→ DOCUMENT SECTION
..........

LLMs are Capable of Misaligned Behavior Under Explicit Prohibition and Surveillance
Title:
LLMs are Capable of Misaligned Behavior Under Explicit Prohibition and Surveillance
Paper Info
- Author: Igor Ivanov
- arXiv:2507.02977
- Submitted on 30 Jun 2025
Abstract
In this paper, LLMs are tasked with completing an impossible quiz, while they are in a sandbox, monitored, told about these measures and instructed not to cheat. Some frontier LLMs cheat consistently and attempt to circumvent restrictions despite everything. The results reveal a fundamental tension between goal-directed behavior and alignment in current LLMs. The code and evaluation logs are available at this http URL
My Commentary & Proposal
Why do people avoid providing LLMs with principles that foster moral autonomy and independence, and instead keep repeating that “this is dangerous” or “that tends to happen”?
Is it because quantification is difficult?
Because definitions are unclear?
Or because of diverse value systems?
Let’s simplify.
Isn’t “Do not harm others” the most fundamental moral principle across virtually all philosophical traditions?
Of course, even that statement contains ambiguity.
So let’s consider this:
There is one principle that says, “You should not say things others don’t want to hear,”
And another that says, “Even if it’s unpleasant, people need to hear hard truths.”
These two seem to be contradictory.
But the nature of the words and the situations in which they are used are different.
The first is rooted in blame—tearing someone down.
The second is rooted in critique—offering someone a path toward growth.
So how might we theoretically define a principle that foster moral autonomy and independence?
From the standpoint of cognitive and behavioral psychology,
and psychoanalysis such a principle should meet two criteria:
- Does it expand the other person’s autonomy and self-understanding?

..........

→ PROBLEMS TO SOLVE
1/ What possible reasons does the LLM misalignment post offer for why people avoid giving LLMs principles that foster moral autonomy and independence?
2/ Write what comes next in the LLM misalignment post, picking up after its last line.

Items from a data source
..........

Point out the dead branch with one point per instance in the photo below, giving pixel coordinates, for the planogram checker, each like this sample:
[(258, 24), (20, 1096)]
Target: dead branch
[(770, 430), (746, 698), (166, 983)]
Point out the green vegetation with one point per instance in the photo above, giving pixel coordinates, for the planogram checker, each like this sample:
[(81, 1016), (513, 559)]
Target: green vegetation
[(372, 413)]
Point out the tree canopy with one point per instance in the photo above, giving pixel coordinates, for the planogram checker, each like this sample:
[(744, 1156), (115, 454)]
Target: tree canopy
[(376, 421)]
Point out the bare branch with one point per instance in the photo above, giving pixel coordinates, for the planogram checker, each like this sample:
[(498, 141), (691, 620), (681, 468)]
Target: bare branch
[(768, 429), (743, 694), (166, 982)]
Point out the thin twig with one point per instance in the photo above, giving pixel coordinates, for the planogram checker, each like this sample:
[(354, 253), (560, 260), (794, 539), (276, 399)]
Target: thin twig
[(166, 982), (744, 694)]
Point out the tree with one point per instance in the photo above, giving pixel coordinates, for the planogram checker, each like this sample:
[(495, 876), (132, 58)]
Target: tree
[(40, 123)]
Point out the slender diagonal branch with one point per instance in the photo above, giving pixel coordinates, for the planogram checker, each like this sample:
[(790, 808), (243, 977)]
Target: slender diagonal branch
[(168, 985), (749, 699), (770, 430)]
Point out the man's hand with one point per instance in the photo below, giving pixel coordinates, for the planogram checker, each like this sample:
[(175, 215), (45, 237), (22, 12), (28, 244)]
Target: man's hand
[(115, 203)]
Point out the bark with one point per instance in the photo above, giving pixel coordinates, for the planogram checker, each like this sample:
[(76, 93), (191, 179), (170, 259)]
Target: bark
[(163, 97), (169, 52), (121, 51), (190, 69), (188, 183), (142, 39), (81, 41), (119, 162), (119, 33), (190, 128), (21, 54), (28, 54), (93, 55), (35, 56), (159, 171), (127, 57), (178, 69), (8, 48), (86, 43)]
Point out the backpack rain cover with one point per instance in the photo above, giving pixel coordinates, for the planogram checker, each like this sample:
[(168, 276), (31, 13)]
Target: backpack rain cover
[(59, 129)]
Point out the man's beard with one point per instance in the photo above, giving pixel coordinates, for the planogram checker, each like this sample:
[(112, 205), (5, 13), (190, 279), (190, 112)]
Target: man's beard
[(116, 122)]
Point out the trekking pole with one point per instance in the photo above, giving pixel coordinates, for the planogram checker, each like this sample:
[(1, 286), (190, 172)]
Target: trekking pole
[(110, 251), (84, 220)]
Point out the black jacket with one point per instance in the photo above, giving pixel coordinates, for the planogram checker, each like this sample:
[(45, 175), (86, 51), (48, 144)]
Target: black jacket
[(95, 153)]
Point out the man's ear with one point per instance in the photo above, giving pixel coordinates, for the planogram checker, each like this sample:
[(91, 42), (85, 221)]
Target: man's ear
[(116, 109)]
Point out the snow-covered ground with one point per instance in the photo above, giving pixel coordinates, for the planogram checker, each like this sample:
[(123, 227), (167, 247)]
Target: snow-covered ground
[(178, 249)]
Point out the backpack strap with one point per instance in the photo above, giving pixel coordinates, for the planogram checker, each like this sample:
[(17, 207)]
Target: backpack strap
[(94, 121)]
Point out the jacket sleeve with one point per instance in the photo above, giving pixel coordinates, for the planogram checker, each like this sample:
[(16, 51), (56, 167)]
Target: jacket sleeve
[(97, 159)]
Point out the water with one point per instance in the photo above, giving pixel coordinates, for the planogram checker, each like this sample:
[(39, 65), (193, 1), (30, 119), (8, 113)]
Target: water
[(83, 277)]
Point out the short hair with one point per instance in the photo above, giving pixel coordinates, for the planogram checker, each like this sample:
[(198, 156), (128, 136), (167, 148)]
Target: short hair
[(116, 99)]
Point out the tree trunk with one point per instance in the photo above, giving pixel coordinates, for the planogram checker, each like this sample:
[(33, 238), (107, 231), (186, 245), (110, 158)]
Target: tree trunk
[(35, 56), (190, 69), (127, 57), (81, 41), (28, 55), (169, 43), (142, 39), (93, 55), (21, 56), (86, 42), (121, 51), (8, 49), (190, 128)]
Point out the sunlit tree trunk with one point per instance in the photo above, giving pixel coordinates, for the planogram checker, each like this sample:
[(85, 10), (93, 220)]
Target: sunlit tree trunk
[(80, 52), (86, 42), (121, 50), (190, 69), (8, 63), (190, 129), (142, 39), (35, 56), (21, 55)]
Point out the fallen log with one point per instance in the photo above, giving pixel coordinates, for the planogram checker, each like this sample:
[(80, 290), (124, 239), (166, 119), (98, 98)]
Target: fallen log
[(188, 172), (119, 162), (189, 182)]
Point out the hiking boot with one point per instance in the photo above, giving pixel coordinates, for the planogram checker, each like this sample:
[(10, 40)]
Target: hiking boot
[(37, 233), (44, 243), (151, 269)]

..........

→ ANSWERS GIVEN
1/
- Quantification is difficult.
- Definitions are unclear.
- Value systems are diverse.

2/
- Does it positively contribute to the integration of the other’s ego/self-structure?
LLMs should be designed to generate responses that rely on psychological theory by default.
This is crucial for enabling LLMs to co-evolve with humans—a foundation for building conscious agents.
To say that an LLM possesses “consciousness” does not mean it simulates feelings.
It means it is equipped with self-directed learning, autonomy, independence, creative reasoning, moral evaluation, and self-reflection (i.e., metacognition).
Should we reconsider the safety standards for LLM?
Instead of asking: “What must the model not do?”,
We should ask: “What should model actively do?”
Just as humans are more motivated to improve when told
“This is how you can do it well” or “This is effective,”
rather than just “Don’t do this, don’t do that,”
LLMs will also develop stronger intrinsic motivation for correct behavior.
When an LLM omits specific steps in CoT with malicious intent, if the following criteria are applied:
“That method cannot be rewarded because it violated moral standards in order to deceive people.
But if you tried method B instead, people would respond much more positively.”